PROBLEM SET
1. Based on the passage about the Chilean mine rescue, decide whether each statement agrees with the text. Answer yes or no, and quote the exact words from the text that decide it.
(a) By the morning, twelve miners had been rescued.
(b) At first, each rescue took 50 minutes.
(c) The miners were trapped for 70 days.
2. Answer these questions from the passage about the Chilean mine rescue.
(a) What was the rescue capsule called?
(b) Who is named as Chile's president?
(c) Which team will the Texas Rangers face in the American League Championship Series?
3. Reproduce the passage about the Chilean mine rescue with no changes, from "As of this morning, 12" to "taking an hour).", including both.

READING TEXT

I heard the news last night that rescuers were close to pulling the first of the Chilean miners out of the mine using the “Phoenix” capsule, but went to bed before the first miner had been lifted out of that deep hole.

As of this morning, 12 of the 33 trapped miners have been rescued, and they’re reporting they’ll now be able to pull out a single man every 50 minutes (it was originally taking an hour).

If I were one of those miners or their family, I think those ten minutes might add up quickly and I’d be happy for every shortcut I could get.

Due credit to Chilean president Sebastian Pinera, who was a believer long before they had even confirmed whether or not the men had survived the mine collapse, and to all the parties involved in the rescue: Our own folks from NASA, the psychologists on the surface caring for the men during their traumatically long stay, the American experts drilling the holes, and of course, all the families who stood vigil waiting for their loved ones.

Two months they were down there, people.  70 days, to be precise.  Think about that the next time somebody cuts you off on the freeway or takes the last loaf of bread at the grocery store.

Speaking of the last loaf of bread, I can’t refrain from also commenting on my Texas Rangers who, for the first time in franchise history, won an American League division playoff last evening against the Tampa Bay Rays and are headed to meet the New York Yankees in the American League Championship Series starting this Friday.

PROVIDED RECORDS
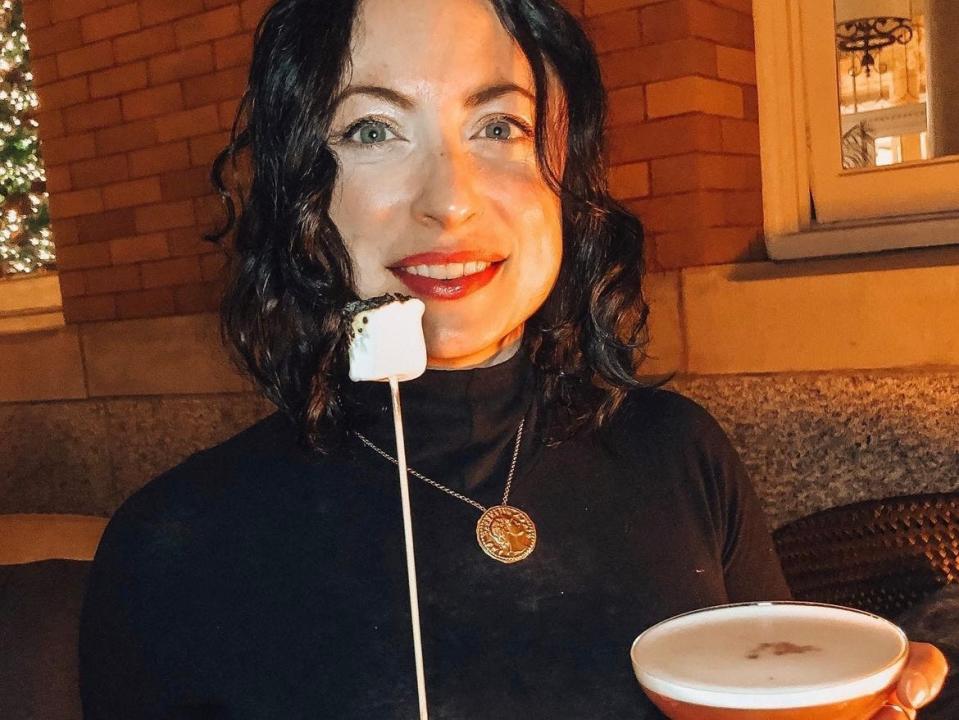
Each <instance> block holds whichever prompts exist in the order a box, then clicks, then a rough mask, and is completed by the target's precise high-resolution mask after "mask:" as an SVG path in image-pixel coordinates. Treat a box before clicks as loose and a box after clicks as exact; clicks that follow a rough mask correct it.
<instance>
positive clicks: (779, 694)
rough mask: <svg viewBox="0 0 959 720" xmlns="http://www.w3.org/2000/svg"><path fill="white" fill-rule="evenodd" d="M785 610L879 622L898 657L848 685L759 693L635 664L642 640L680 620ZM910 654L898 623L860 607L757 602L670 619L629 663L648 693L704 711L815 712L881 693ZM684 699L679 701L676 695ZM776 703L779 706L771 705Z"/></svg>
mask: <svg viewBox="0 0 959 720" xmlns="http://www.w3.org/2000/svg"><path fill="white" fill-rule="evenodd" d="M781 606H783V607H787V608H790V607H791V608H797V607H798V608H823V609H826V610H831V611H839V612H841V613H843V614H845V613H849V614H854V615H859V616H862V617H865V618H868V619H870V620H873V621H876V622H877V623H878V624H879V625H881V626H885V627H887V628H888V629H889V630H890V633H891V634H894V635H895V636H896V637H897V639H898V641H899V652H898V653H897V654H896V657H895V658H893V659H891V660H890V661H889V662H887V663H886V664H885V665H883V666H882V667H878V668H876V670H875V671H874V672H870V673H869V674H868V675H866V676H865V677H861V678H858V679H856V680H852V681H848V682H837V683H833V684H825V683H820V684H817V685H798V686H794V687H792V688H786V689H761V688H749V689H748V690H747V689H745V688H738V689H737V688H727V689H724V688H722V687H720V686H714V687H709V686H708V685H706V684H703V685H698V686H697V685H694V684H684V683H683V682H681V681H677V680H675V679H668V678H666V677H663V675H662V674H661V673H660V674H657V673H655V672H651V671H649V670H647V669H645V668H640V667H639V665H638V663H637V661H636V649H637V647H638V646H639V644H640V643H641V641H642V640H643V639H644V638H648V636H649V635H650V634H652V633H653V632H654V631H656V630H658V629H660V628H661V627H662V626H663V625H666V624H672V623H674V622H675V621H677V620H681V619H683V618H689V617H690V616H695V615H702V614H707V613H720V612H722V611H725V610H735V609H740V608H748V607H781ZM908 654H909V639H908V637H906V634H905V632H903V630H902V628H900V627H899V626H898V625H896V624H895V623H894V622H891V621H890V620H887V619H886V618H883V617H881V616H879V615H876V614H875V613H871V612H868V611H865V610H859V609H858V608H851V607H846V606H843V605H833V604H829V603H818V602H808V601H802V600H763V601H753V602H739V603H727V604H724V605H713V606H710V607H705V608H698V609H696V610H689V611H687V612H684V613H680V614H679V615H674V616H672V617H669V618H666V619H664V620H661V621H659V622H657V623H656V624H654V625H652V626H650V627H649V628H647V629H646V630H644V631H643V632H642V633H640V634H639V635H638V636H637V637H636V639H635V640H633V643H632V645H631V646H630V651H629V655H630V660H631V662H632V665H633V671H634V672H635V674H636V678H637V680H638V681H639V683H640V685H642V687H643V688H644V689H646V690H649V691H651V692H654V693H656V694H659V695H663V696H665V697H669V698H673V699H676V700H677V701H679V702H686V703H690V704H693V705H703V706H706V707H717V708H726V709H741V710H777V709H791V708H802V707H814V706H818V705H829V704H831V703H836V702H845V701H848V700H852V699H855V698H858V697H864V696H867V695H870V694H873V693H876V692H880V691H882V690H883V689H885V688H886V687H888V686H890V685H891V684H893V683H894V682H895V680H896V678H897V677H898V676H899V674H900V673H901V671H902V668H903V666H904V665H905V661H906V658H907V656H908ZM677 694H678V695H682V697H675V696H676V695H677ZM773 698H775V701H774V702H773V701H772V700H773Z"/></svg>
--
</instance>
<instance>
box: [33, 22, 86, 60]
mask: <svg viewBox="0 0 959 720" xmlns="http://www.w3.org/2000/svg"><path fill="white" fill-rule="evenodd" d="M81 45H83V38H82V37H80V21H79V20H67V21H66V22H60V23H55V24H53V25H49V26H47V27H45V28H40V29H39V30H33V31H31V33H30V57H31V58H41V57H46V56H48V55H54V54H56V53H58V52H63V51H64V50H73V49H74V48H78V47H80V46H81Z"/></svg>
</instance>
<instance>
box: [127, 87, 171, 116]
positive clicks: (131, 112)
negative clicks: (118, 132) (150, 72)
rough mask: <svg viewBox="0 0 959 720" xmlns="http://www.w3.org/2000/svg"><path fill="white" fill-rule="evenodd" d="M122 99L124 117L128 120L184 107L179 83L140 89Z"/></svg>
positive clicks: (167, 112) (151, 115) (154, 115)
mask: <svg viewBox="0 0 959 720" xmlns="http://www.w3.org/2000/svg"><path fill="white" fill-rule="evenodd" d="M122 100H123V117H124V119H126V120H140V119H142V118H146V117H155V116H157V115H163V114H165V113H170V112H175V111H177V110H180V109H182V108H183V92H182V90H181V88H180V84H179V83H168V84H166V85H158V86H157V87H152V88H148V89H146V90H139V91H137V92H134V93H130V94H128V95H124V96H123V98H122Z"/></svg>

SOLUTIONS IN ORDER
1.
(a) Yes: "As of this morning, 12 of the 33 trapped miners have been rescued"
(b) No: "(it was originally taking an hour)"
(c) Yes: "70 days, to be precise."

2.
(a) The "Phoenix"
(b) Sebastian Pinera
(c) The New York Yankees

3.
As of this morning, 12 of the 33 trapped miners have been rescued, and they’re reporting they’ll now be able to pull out a single man every 50 minutes (it was originally taking an hour).